— start of Excerpted passage —

Announcement

**Wombat** · 14 December 2000, 15:14

Do you do hardware design?
Do you understand that "simple" algorithms sometimes consume a huge amount of area, speed, or both?

**Randy Simons** · 14 December 2000, 15:29

3DFX uses a software HSR solution. This means, that it is only useful when you've plenty op CPU time to spare and your graphicsboard is the bottleneck.
If this is not the case, software HSR will do more harm than good.

**Drizzt** · 14 December 2000, 16:03

Wombat: I have a min idea of what is hardware design, so I can't really imagine with too much precision how much a simple algorithms consumes.

Anyway, I'm a computer programmer, and I tend to be a practical person.
And the pratical person in me continue asking himself WHY, if those alghoritms have been know for 40 years, neither a card manufacturer or M$ has considered using them to improve 3D performance, instead of reinventing a full new way to do 3D.

'Cause, it's really better to add a lot of texture unit and T&L and this and that, or have a way to draw half the polygons?

Honestly, I do not think that implementing an HSR algorithm in hardware is more expensive (in terms of transistors) than adding more rendering pipelines destinated to render the invisible polygons, incrementing the bus size 'cause the z-buffer is a bottleneck, having faster memory to solve the z-buffer bottleneck and so on.

(smiley series, to give the mex a more friendly aspect)

— end of Excerpted passage —
— start of Information provided —

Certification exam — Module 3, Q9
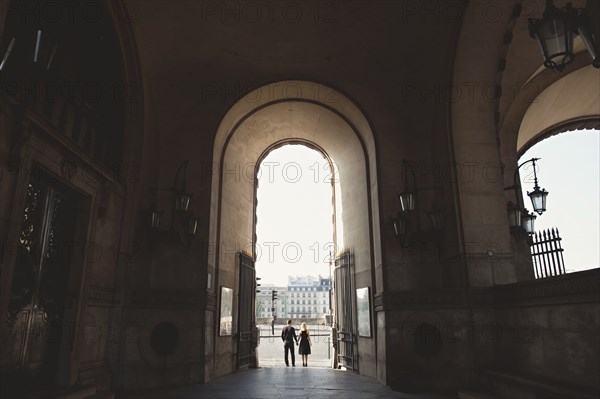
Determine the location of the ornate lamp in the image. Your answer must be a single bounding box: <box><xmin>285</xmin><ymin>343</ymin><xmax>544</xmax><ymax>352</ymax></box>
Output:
<box><xmin>529</xmin><ymin>0</ymin><xmax>600</xmax><ymax>71</ymax></box>
<box><xmin>505</xmin><ymin>158</ymin><xmax>548</xmax><ymax>237</ymax></box>
<box><xmin>523</xmin><ymin>158</ymin><xmax>548</xmax><ymax>215</ymax></box>
<box><xmin>150</xmin><ymin>160</ymin><xmax>200</xmax><ymax>247</ymax></box>
<box><xmin>529</xmin><ymin>0</ymin><xmax>577</xmax><ymax>71</ymax></box>
<box><xmin>521</xmin><ymin>209</ymin><xmax>537</xmax><ymax>235</ymax></box>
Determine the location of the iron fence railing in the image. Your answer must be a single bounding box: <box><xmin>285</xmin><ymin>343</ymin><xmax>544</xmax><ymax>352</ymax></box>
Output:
<box><xmin>531</xmin><ymin>228</ymin><xmax>565</xmax><ymax>279</ymax></box>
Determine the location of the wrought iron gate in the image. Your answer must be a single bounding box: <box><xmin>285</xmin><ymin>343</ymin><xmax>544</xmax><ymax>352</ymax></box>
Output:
<box><xmin>236</xmin><ymin>253</ymin><xmax>256</xmax><ymax>369</ymax></box>
<box><xmin>335</xmin><ymin>252</ymin><xmax>358</xmax><ymax>370</ymax></box>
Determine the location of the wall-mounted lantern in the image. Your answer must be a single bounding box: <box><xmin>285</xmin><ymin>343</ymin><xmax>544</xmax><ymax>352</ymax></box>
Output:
<box><xmin>529</xmin><ymin>0</ymin><xmax>600</xmax><ymax>71</ymax></box>
<box><xmin>150</xmin><ymin>160</ymin><xmax>200</xmax><ymax>247</ymax></box>
<box><xmin>505</xmin><ymin>158</ymin><xmax>548</xmax><ymax>242</ymax></box>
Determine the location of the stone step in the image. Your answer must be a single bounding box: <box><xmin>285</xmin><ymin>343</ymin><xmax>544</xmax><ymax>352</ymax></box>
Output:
<box><xmin>87</xmin><ymin>392</ymin><xmax>115</xmax><ymax>399</ymax></box>
<box><xmin>458</xmin><ymin>391</ymin><xmax>494</xmax><ymax>399</ymax></box>
<box><xmin>56</xmin><ymin>385</ymin><xmax>96</xmax><ymax>399</ymax></box>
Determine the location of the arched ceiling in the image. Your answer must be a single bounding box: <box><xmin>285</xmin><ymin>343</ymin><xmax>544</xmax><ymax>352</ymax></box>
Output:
<box><xmin>131</xmin><ymin>0</ymin><xmax>464</xmax><ymax>144</ymax></box>
<box><xmin>516</xmin><ymin>65</ymin><xmax>600</xmax><ymax>151</ymax></box>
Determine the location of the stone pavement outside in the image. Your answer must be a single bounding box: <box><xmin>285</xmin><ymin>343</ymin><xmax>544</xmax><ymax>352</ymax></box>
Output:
<box><xmin>116</xmin><ymin>365</ymin><xmax>447</xmax><ymax>399</ymax></box>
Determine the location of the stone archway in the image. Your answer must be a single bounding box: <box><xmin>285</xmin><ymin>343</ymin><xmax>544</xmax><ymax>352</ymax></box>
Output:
<box><xmin>206</xmin><ymin>81</ymin><xmax>385</xmax><ymax>379</ymax></box>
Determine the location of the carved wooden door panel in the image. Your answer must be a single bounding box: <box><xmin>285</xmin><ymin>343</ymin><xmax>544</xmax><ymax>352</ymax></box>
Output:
<box><xmin>335</xmin><ymin>252</ymin><xmax>358</xmax><ymax>370</ymax></box>
<box><xmin>236</xmin><ymin>253</ymin><xmax>256</xmax><ymax>368</ymax></box>
<box><xmin>2</xmin><ymin>168</ymin><xmax>81</xmax><ymax>390</ymax></box>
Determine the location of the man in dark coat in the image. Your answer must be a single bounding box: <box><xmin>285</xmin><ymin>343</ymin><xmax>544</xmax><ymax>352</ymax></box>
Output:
<box><xmin>281</xmin><ymin>320</ymin><xmax>298</xmax><ymax>367</ymax></box>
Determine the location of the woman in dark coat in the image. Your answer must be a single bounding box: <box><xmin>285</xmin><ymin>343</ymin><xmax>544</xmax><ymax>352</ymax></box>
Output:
<box><xmin>298</xmin><ymin>322</ymin><xmax>312</xmax><ymax>367</ymax></box>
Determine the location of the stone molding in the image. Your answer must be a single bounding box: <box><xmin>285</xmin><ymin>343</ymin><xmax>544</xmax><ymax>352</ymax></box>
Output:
<box><xmin>88</xmin><ymin>285</ymin><xmax>121</xmax><ymax>305</ymax></box>
<box><xmin>374</xmin><ymin>269</ymin><xmax>600</xmax><ymax>312</ymax></box>
<box><xmin>131</xmin><ymin>290</ymin><xmax>203</xmax><ymax>308</ymax></box>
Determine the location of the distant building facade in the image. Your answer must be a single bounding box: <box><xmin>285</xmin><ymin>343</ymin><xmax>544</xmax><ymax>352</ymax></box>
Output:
<box><xmin>256</xmin><ymin>276</ymin><xmax>331</xmax><ymax>320</ymax></box>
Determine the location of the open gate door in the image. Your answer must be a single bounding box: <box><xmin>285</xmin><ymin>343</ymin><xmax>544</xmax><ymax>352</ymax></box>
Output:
<box><xmin>236</xmin><ymin>253</ymin><xmax>256</xmax><ymax>369</ymax></box>
<box><xmin>335</xmin><ymin>252</ymin><xmax>358</xmax><ymax>370</ymax></box>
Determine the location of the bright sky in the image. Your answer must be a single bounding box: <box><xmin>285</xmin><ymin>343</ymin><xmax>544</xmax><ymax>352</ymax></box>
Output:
<box><xmin>519</xmin><ymin>130</ymin><xmax>600</xmax><ymax>272</ymax></box>
<box><xmin>256</xmin><ymin>145</ymin><xmax>334</xmax><ymax>286</ymax></box>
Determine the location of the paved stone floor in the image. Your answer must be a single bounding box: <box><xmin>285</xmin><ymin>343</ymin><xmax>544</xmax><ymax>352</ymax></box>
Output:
<box><xmin>117</xmin><ymin>366</ymin><xmax>446</xmax><ymax>399</ymax></box>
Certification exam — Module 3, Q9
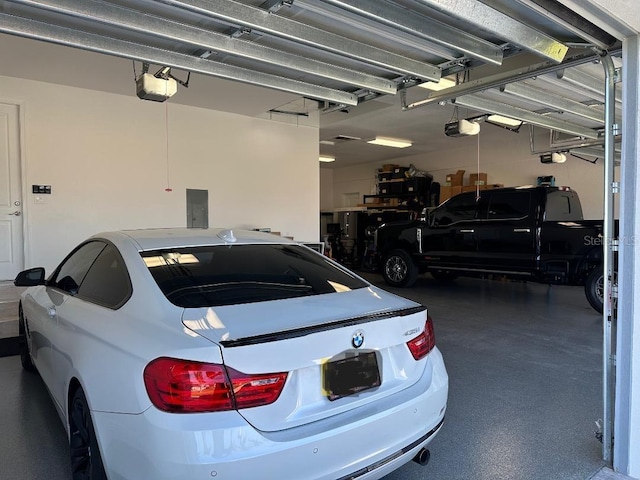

— end of Information provided —

Written instruction 1. List the names of everyone who posts in the HSR thread.
Written instruction 2. Copy the part of the HSR thread from "And the pratical" up to and including "half the polygons?", word for word.
The rows have nothing to do with what follows.

Task output 1. Wombat, Randy Simons, Drizzt

Task output 2.
And the pratical person in me continue asking himself WHY, if those alghoritms have been know for 40 years, neither a card manufacturer or M$ has considered using them to improve 3D performance, instead of reinventing a full new way to do 3D.

'Cause, it's really better to add a lot of texture unit and T&L and this and that, or have a way to draw half the polygons?